Natural-language object grounding data:
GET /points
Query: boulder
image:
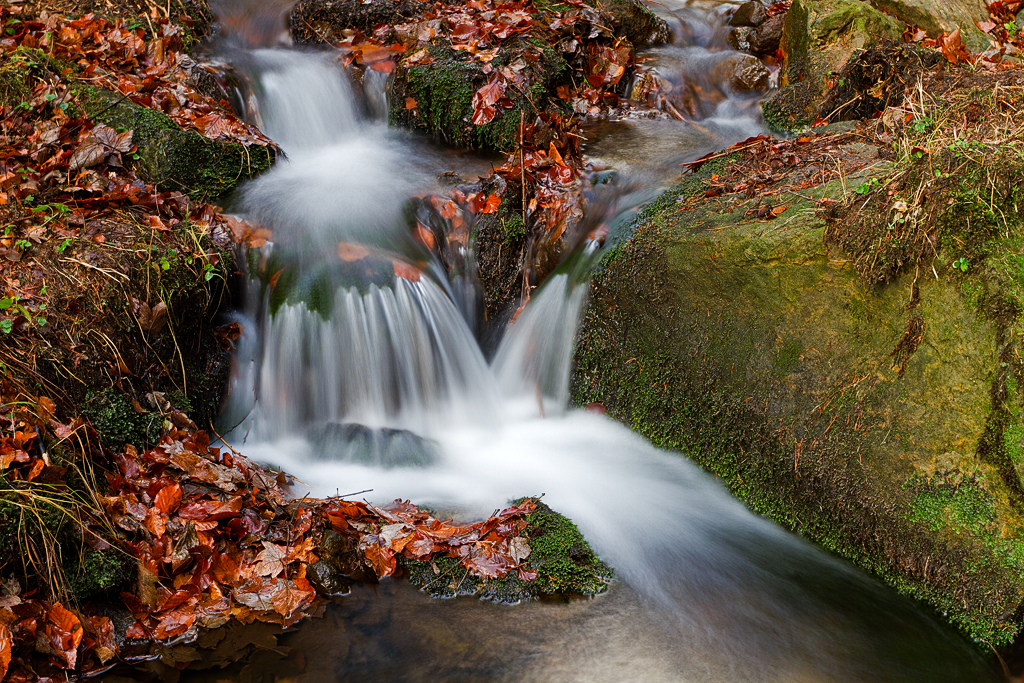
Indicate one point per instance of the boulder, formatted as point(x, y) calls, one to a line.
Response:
point(637, 24)
point(881, 421)
point(766, 38)
point(749, 13)
point(742, 73)
point(739, 39)
point(171, 158)
point(936, 16)
point(817, 42)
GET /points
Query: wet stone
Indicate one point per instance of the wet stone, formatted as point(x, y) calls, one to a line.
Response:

● Your assignment
A verbatim reproduction of each entry is expected, with every picture omitted.

● Result of the exercise
GET /points
Query: boulder
image:
Indicate one point per instance of the boulder, formatted as point(x, y) calls, one to a line.
Response:
point(637, 24)
point(881, 421)
point(766, 38)
point(749, 13)
point(742, 73)
point(739, 39)
point(171, 158)
point(936, 16)
point(817, 42)
GET /points
Query: wet stone
Indicate one point per instance of the wet stone, formatted as point(x, y) calls, one to a line.
Response:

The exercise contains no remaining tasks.